INFORMATION GIVEN:
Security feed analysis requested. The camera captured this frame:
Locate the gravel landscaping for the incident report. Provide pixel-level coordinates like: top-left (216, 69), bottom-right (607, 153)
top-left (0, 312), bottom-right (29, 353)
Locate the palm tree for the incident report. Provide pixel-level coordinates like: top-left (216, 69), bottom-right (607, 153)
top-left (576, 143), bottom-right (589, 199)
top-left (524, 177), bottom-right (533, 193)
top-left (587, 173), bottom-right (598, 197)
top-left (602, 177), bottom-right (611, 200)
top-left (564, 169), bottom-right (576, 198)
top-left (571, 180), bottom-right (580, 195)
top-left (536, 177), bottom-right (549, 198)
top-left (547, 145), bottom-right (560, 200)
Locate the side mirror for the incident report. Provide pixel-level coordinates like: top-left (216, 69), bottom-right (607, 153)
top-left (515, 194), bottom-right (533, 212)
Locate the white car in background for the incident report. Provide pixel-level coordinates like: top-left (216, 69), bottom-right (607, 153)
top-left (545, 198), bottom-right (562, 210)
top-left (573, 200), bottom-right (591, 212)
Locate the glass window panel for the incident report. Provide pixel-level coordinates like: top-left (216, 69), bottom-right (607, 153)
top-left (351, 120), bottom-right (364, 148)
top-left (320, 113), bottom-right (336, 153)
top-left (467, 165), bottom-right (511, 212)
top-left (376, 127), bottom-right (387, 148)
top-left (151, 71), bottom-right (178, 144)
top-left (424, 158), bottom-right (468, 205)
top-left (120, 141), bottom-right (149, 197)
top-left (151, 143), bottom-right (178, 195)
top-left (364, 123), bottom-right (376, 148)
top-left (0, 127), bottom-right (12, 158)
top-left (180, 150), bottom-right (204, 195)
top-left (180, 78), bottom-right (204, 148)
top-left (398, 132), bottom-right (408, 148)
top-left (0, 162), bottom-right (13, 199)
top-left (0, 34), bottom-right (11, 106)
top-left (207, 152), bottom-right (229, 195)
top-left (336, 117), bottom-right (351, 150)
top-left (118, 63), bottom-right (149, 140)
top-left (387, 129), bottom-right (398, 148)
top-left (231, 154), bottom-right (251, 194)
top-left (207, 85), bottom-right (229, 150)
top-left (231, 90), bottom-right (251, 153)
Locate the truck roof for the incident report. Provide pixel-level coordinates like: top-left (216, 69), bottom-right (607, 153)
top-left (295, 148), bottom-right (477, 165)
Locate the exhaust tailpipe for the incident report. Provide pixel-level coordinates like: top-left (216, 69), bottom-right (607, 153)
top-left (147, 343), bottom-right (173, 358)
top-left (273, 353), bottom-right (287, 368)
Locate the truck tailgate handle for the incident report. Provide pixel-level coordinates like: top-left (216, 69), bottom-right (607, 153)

WHAT YOU WILL DO: Rewrite the entire listing above as a JSON array of strings, with one string for each line and any blank lines omitted.

FULL ANSWER:
[
  "Security feed analysis requested. The camera captured this frame:",
  "Locate the gravel landscaping for the incident report. Provide pixel-level coordinates like: top-left (216, 69), bottom-right (607, 153)",
  "top-left (0, 312), bottom-right (29, 353)",
  "Locate the palm tree for the incident report. Provide pixel-level coordinates like: top-left (216, 69), bottom-right (607, 153)",
  "top-left (576, 143), bottom-right (589, 199)",
  "top-left (524, 177), bottom-right (533, 193)",
  "top-left (587, 173), bottom-right (598, 197)",
  "top-left (602, 177), bottom-right (611, 200)",
  "top-left (564, 169), bottom-right (576, 198)",
  "top-left (571, 180), bottom-right (580, 195)",
  "top-left (536, 177), bottom-right (549, 198)",
  "top-left (547, 145), bottom-right (560, 200)",
  "Locate the side mirror for the incident report. Provide pixel-level coordinates like: top-left (216, 69), bottom-right (607, 153)",
  "top-left (515, 194), bottom-right (533, 212)",
  "Locate the white car in background for the incident report. Provide pixel-level coordinates like: top-left (216, 69), bottom-right (607, 153)",
  "top-left (545, 198), bottom-right (562, 210)",
  "top-left (573, 200), bottom-right (591, 212)",
  "Locate the glass window panel for the incident report. Provide pixel-level coordinates like: top-left (216, 69), bottom-right (607, 153)",
  "top-left (351, 120), bottom-right (364, 148)",
  "top-left (320, 113), bottom-right (336, 153)",
  "top-left (467, 165), bottom-right (511, 212)",
  "top-left (376, 127), bottom-right (387, 148)",
  "top-left (151, 71), bottom-right (178, 144)",
  "top-left (424, 158), bottom-right (468, 205)",
  "top-left (120, 141), bottom-right (149, 197)",
  "top-left (151, 143), bottom-right (178, 195)",
  "top-left (364, 123), bottom-right (376, 148)",
  "top-left (0, 127), bottom-right (12, 158)",
  "top-left (180, 150), bottom-right (204, 195)",
  "top-left (180, 78), bottom-right (204, 148)",
  "top-left (398, 132), bottom-right (408, 148)",
  "top-left (0, 162), bottom-right (13, 199)",
  "top-left (0, 34), bottom-right (11, 106)",
  "top-left (207, 152), bottom-right (229, 195)",
  "top-left (336, 117), bottom-right (351, 150)",
  "top-left (118, 63), bottom-right (149, 140)",
  "top-left (387, 129), bottom-right (398, 148)",
  "top-left (231, 154), bottom-right (251, 194)",
  "top-left (207, 85), bottom-right (229, 150)",
  "top-left (231, 90), bottom-right (251, 153)",
  "Locate the truck roof for the incident report. Provide pixel-level coordinates like: top-left (216, 69), bottom-right (607, 153)",
  "top-left (295, 148), bottom-right (477, 165)",
  "Locate the exhaust tailpipe for the incident report. Provide pixel-level coordinates like: top-left (216, 69), bottom-right (607, 153)",
  "top-left (147, 343), bottom-right (173, 358)",
  "top-left (273, 353), bottom-right (287, 368)",
  "Locate the truck tailgate handle for the incident report. Provide pixel-level coordinates like: top-left (216, 69), bottom-right (607, 153)"
]